— START TASK DATA —

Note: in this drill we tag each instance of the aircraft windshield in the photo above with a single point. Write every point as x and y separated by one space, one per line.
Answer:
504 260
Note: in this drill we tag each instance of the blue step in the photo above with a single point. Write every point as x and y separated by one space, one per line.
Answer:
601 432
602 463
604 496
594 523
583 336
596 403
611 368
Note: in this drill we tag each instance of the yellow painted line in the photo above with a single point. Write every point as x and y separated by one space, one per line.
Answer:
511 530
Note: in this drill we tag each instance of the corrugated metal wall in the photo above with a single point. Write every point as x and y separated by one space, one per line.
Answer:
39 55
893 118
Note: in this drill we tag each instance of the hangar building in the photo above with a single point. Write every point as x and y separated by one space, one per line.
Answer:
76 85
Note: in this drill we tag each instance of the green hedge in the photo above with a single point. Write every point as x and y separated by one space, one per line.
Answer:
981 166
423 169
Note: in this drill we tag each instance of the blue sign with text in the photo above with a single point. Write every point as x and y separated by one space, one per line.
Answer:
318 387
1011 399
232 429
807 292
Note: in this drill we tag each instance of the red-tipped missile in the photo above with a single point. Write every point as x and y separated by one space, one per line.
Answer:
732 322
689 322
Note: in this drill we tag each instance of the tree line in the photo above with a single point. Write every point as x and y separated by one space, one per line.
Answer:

— END TASK DATA —
— START TASK DATA —

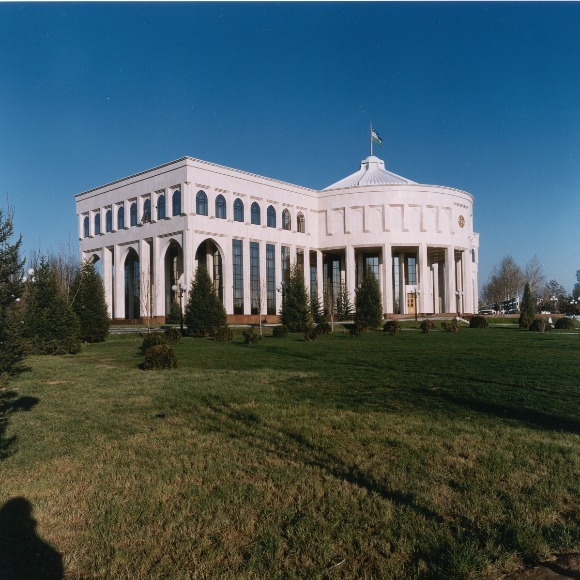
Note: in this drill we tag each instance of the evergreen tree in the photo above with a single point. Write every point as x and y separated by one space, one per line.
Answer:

— END TASK DATA —
— START TASK DATA —

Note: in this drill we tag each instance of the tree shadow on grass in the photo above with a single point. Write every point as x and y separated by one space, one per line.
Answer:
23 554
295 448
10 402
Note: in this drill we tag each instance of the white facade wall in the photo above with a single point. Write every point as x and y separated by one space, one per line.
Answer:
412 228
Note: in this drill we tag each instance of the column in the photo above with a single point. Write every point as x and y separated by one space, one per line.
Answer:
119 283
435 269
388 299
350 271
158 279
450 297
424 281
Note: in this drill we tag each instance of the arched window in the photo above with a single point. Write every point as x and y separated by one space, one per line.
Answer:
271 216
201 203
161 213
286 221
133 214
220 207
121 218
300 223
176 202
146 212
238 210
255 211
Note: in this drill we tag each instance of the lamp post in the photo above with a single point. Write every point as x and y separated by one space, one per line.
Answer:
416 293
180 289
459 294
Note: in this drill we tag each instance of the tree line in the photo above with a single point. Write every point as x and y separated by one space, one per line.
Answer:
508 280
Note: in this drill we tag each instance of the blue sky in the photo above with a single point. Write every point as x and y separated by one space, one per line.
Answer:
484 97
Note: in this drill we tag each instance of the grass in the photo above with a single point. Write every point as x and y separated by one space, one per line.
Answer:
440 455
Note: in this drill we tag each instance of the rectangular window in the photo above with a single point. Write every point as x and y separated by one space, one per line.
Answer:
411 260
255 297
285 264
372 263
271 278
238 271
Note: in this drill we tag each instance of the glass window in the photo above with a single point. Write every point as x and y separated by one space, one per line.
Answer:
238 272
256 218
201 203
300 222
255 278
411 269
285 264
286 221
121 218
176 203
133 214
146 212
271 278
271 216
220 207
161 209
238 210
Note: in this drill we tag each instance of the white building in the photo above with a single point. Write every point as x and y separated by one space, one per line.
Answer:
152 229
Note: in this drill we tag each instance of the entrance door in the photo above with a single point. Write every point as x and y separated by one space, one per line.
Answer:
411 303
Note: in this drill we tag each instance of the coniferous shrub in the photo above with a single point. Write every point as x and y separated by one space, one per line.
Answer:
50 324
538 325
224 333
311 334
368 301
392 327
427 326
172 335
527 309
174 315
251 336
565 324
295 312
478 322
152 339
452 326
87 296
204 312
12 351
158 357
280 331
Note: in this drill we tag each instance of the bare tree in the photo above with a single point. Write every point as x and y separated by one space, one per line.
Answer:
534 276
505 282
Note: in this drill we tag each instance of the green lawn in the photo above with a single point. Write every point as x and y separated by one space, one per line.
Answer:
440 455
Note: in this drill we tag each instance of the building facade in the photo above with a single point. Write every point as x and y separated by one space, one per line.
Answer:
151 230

— END TASK DATA —

(WORK TO DO) Select every line of the data above that contains the string "window", matching case exactly, and copy each one.

(ANSWER FOR THE TASK)
Note: in this drill we tag each instance of the arched window in the photo above with a single point. Write every point as x and y separated by one space, one per line.
Note: in this drill we tag each instance of the rectangular window in the photo above with a single point. Write every point as x and y separated by one space, one per line.
Note: in this drill we tag each instance of the glass window in the photo above with a single point. Write every point as x and y separated by one space, one per line.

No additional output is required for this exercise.